- READING TEXT

================

Soulful Sundays: Center
- Blake Storey
- Aug 9
- 2 min read
“The bad news is you’re falling through the air, nothing to hang on to, no parachute. The good news is, there’s no ground.” — Chögyam Trungpa Rinpoche

中文 (Zhōngwén) literally means “the Chinese language,” but the first character, 中 (Zhōng), means center. The Chinese name for China, 中国 (Zhōngguó), translates to Central Country or Middle Kingdom. In Chinese thought, “center” is more than geography—it’s a principle that runs through philosophy, medicine, art, and martial arts. We see it in Tai Chi, Kung Fu, Aikido, Jiu-Jitsu—disciplines built on balance and alignment. To keep the center is to remain whole. In combat, it means stability. In life, it means staying connected to what matters most.
The center is always there. It doesn’t need to be built—it needs to be uncovered. Michelangelo once said he could see the statue already inside the marble, and that his work was to remove what didn’t belong. Our center is the same way: whole and complete, yet buried under layers of distraction, fear, and expectation.

================

- TASKS FOR THIS EXERCISE
**A)** Rewrite the stretch of the post from "Soulful Sundays: Center" through "what matters most.", swapping "Aikido" for "Judo".
**B)** According to the post, what does 中国 (Zhōngguó) translate to?
The material that follows has no connection to the post.

================

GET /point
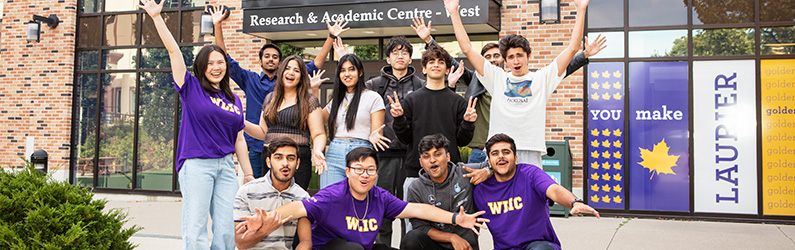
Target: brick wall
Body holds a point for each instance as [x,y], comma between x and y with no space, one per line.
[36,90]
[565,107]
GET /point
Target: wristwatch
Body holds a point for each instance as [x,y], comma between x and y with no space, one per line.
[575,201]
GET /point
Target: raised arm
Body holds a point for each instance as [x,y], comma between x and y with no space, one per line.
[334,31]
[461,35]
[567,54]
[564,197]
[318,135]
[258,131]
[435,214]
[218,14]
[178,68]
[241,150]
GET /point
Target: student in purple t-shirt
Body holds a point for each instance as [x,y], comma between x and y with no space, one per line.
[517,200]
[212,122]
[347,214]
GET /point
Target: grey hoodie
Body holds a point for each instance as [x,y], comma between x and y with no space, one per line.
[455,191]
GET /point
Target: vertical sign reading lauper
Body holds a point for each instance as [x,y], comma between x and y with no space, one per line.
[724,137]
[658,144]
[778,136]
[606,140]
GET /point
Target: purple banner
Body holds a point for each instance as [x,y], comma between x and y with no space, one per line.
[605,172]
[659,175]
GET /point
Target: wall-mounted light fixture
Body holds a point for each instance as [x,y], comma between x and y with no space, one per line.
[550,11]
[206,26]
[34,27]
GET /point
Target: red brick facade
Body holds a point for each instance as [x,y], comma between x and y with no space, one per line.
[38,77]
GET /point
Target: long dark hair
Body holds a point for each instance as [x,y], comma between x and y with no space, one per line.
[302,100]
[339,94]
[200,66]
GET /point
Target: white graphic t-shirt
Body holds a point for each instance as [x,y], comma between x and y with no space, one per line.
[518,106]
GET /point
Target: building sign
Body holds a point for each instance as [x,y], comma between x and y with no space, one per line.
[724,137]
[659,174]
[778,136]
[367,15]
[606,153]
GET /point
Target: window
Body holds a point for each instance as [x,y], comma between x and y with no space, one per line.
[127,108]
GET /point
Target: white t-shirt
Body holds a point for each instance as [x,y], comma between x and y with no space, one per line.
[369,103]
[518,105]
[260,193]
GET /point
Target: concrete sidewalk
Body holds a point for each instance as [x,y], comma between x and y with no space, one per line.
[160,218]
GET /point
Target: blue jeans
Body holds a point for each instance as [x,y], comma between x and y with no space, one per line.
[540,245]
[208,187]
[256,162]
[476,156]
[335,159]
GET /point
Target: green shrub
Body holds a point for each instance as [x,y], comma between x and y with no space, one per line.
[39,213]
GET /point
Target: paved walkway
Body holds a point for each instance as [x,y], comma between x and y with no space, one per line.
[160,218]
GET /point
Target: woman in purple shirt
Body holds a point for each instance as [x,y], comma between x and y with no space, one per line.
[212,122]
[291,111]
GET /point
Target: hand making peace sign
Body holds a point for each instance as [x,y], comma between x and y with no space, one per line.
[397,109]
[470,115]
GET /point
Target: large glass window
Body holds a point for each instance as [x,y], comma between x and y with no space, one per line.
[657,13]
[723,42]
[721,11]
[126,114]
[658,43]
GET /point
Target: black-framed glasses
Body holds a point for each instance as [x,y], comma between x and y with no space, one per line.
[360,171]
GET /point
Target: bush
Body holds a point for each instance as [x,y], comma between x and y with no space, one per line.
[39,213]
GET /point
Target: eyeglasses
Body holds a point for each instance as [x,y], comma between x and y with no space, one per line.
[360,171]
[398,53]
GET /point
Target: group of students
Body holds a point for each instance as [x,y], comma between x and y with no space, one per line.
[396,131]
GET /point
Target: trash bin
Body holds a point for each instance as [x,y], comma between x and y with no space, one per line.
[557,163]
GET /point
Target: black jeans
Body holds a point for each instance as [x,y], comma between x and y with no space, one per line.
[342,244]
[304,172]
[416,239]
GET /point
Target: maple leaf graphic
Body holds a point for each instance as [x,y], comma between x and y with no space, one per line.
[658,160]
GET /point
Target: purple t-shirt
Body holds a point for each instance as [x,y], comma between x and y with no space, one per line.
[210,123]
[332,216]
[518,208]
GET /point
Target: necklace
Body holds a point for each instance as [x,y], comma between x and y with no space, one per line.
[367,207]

================

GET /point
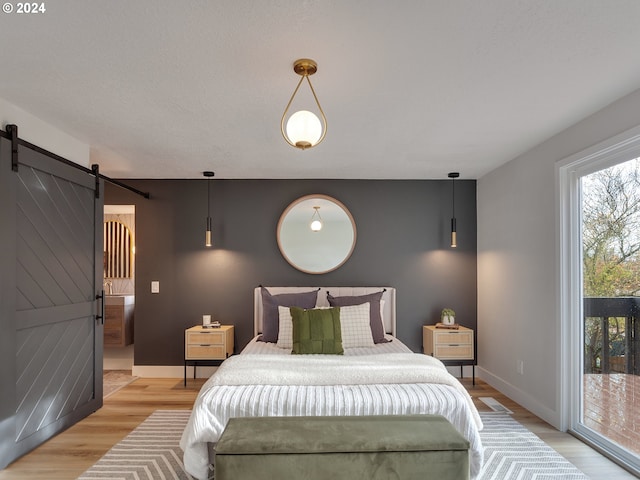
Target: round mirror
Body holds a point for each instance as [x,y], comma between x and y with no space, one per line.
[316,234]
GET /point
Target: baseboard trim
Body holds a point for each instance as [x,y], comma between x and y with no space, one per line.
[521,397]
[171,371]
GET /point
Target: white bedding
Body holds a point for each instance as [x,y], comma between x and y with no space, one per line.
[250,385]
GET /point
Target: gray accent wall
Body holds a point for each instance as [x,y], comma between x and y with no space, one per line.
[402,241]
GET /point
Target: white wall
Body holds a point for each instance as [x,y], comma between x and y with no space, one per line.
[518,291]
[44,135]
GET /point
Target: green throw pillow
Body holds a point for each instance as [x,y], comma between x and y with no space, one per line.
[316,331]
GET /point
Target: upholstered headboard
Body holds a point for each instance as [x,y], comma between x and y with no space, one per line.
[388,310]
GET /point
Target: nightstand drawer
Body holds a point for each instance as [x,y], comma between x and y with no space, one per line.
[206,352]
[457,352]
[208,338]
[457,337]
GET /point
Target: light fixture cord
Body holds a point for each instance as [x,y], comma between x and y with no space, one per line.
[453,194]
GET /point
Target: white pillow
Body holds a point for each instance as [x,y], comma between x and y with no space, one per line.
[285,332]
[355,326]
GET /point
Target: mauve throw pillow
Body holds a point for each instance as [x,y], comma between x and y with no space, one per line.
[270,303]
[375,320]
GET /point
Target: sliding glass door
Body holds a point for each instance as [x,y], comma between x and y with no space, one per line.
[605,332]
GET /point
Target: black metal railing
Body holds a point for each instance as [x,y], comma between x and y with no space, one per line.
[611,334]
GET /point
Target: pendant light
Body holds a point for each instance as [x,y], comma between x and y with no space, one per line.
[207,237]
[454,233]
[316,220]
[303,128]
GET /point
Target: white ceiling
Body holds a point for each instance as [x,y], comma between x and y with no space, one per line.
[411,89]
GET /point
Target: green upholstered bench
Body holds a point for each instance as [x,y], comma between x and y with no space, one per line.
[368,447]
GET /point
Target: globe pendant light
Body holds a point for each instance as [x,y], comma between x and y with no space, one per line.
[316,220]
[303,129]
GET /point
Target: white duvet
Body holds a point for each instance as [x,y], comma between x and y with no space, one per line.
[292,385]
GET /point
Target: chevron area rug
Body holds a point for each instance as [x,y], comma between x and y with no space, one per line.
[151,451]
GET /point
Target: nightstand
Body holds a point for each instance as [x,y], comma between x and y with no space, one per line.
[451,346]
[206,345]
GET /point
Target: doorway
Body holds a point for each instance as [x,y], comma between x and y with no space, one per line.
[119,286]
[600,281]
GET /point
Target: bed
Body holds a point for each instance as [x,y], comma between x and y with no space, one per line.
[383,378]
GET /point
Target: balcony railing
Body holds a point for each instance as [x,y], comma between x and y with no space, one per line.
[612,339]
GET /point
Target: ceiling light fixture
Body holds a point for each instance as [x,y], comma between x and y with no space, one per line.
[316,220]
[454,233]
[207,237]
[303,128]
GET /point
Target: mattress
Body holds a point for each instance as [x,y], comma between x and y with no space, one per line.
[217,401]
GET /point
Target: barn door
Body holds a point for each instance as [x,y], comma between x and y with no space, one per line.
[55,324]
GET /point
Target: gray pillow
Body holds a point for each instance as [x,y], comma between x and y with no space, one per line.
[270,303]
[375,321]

================

- SET OF ANSWERS
**A)**
Soulful Sundays: Center
- Blake Storey
- Aug 9
- 2 min read
“The bad news is you’re falling through the air, nothing to hang on to, no parachute. The good news is, there’s no ground.” — Chögyam Trungpa Rinpoche

中文 (Zhōngwén) literally means “the Chinese language,” but the first character, 中 (Zhōng), means center. The Chinese name for China, 中国 (Zhōngguó), translates to Central Country or Middle Kingdom. In Chinese thought, “center” is more than geography—it’s a principle that runs through philosophy, medicine, art, and martial arts. We see it in Tai Chi, Kung Fu, Judo, Jiu-Jitsu—disciplines built on balance and alignment. To keep the center is to remain whole. In combat, it means stability. In life, it means staying connected to what matters most.

**B)** Central Country or Middle Kingdom.